━━━ TEXTO ━━━

Cinema com Rapadura

OPINIÃO   quarta-feira, 15 de maio de 2019

O Sol Também é Uma Estrela (2019): adaptação honesta e fora do habitual

A obra adaptada do livro homônimo encara o desafio de construir a paixão quase instantânea entre dois imigrantes numa trama sobre aceitar o destino.

O Sol Também é Uma Estrela” é uma co-produção entre os estúdios Warner Bros. e MGM baseada no livro homônimo de Nicola Yoon lançado em 2016. Ela descreve o encontro de dois jovens moradores de Nova York que se conhecem e se apaixonam no mesmo dia, mas o mesmo destino que os uniu está prestes a separá-los. A diretora Ry Russo-Young (“Antes Que Eu Vá”) tem a responsabilidade de adaptar para os cinemas uma história já conhecida por um público jovem, que fez a obra encabeçar a lista das mais vendidas em diversos países e certamente traz grandes expectativas de ver seus queridos personagens na telona.

Natasha Kingsley (Yara Shahidi, da série “Black-ish”) resiste ao fato de ter que abandonar o país que a acolheu por nove anos. Sua família jamaicana tem ordem de deportação e precisa deixar os Estados Unidos no dia seguinte, entretanto, a adolescente ainda tem esperança de que alguém vai ajudá-los. Esse alguém não é exatamente Daniel Bae (Charles Melton, da série “Riverdale”), o jovem coreano que cruza o caminho de Natasha rumo a uma entrevista para a faculdade de medicina, mas o romântico poeta não tem dúvidas que o encontro deles é obra do destino e propõe a chance de fazê-la se apaixonar por ele no decorrer de um dia.

━━━ DADOS FORNECIDOS ━━━

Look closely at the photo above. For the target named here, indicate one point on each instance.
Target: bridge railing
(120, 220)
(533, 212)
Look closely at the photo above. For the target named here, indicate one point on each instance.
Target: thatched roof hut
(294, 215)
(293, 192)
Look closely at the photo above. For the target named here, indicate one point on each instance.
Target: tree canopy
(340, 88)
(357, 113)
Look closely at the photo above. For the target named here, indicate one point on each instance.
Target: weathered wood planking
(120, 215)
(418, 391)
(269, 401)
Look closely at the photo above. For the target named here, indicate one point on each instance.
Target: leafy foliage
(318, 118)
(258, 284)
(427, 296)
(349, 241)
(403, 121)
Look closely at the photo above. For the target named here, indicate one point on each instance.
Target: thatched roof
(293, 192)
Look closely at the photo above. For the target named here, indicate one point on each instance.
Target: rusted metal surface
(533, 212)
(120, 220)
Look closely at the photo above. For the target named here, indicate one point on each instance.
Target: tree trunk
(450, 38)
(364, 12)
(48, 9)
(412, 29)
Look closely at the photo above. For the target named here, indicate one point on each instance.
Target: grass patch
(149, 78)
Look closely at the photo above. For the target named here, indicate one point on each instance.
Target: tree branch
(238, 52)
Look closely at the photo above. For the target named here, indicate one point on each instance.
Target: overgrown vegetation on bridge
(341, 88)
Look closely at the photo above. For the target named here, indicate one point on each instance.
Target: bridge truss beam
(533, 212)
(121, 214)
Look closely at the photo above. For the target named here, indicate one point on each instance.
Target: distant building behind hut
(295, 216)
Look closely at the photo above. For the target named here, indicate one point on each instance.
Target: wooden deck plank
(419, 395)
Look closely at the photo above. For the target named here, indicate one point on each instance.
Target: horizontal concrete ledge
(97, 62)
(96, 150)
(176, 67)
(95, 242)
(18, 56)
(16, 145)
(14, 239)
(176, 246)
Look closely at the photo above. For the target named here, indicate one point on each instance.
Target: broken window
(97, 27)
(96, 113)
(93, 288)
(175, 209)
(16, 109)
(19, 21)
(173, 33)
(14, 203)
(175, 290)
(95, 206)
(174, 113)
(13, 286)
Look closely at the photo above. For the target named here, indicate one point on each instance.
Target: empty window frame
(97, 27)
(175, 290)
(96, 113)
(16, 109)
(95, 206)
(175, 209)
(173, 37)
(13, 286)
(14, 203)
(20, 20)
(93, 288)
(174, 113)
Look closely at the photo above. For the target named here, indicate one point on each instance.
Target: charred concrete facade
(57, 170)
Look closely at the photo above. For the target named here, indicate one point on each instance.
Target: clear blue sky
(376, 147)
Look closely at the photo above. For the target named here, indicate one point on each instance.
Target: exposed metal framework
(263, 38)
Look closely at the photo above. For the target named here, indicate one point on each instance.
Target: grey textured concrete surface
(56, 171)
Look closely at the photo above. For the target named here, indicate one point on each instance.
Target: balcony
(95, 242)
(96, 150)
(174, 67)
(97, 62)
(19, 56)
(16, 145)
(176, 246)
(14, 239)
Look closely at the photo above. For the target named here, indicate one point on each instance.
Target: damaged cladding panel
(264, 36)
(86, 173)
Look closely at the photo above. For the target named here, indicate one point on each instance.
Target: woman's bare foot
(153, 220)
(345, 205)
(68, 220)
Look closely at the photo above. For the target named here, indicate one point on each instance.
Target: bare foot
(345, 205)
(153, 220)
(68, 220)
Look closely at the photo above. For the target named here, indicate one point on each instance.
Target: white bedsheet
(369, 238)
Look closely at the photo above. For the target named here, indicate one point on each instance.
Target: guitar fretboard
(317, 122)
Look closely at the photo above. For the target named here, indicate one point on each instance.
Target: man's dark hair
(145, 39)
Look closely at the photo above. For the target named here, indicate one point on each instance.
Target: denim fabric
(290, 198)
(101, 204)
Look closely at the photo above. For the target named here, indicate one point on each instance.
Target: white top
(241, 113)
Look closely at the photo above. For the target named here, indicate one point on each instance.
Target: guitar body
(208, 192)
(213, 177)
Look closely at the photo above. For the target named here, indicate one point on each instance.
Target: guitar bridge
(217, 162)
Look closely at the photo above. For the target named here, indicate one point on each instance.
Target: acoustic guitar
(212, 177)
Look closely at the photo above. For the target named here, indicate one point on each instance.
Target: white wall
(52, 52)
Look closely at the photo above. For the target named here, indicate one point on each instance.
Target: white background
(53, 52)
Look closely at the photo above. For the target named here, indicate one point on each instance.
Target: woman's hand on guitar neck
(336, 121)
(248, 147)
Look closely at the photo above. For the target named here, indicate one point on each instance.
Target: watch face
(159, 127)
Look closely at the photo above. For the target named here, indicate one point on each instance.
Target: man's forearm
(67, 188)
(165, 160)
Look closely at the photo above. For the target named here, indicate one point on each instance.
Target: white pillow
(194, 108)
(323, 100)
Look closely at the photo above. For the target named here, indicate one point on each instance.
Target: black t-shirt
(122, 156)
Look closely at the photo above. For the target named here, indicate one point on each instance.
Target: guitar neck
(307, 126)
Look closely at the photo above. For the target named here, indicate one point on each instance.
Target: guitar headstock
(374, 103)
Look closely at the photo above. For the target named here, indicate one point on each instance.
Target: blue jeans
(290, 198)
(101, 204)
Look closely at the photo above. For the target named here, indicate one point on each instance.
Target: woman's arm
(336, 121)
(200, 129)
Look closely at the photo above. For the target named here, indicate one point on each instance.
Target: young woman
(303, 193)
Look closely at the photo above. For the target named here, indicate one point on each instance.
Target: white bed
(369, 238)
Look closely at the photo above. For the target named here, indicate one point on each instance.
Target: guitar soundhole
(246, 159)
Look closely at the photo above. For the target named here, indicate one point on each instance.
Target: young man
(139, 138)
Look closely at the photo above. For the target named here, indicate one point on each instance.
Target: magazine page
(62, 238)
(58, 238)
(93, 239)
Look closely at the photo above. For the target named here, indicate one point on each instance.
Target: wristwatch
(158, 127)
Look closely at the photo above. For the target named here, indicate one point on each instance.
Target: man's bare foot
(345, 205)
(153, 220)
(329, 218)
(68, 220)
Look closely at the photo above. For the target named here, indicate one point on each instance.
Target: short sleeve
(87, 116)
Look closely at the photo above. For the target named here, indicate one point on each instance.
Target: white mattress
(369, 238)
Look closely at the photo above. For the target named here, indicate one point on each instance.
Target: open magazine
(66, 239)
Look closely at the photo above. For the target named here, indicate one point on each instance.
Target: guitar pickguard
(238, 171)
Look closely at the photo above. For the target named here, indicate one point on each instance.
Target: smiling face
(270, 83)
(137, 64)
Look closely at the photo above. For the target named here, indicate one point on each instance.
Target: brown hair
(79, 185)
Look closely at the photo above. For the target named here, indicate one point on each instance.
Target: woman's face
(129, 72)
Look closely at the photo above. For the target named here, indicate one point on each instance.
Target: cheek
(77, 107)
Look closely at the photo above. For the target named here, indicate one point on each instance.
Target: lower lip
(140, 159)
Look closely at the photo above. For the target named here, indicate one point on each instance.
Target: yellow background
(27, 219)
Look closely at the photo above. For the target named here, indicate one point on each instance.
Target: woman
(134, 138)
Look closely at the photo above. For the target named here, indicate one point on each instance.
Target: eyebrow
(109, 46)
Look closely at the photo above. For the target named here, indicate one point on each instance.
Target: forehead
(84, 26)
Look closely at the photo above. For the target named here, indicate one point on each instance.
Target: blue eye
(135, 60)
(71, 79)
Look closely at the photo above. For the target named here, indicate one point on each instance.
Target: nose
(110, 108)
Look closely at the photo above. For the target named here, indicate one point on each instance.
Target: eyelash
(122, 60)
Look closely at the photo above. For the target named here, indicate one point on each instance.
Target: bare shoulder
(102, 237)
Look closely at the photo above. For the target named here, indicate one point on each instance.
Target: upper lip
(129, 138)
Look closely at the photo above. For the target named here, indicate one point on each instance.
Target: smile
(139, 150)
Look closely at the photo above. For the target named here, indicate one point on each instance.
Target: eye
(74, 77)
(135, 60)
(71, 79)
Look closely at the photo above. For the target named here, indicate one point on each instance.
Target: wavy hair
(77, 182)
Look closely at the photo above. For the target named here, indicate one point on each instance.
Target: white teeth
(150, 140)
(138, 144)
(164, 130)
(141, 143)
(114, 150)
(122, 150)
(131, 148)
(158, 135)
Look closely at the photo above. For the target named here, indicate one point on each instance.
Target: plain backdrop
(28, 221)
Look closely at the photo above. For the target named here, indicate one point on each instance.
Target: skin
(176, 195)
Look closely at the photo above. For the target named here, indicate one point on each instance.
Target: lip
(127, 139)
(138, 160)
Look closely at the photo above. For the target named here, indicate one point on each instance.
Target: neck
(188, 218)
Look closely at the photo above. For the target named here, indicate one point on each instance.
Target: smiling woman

━━━

### O QUE FAZER:
Cite literalmente o trecho da resenha de "O Sol Também é Uma Estrela" que vai de "O Sol Também é Uma Estrela (2019): adaptação" a "aceitar o destino.". Não é preciso consultar os itens.

### SUA RESPOSTA:
O Sol Também é Uma Estrela (2019): adaptação honesta e fora do habitual

A obra adaptada do livro homônimo encara o desafio de construir a paixão quase instantânea entre dois imigrantes numa trama sobre aceitar o destino.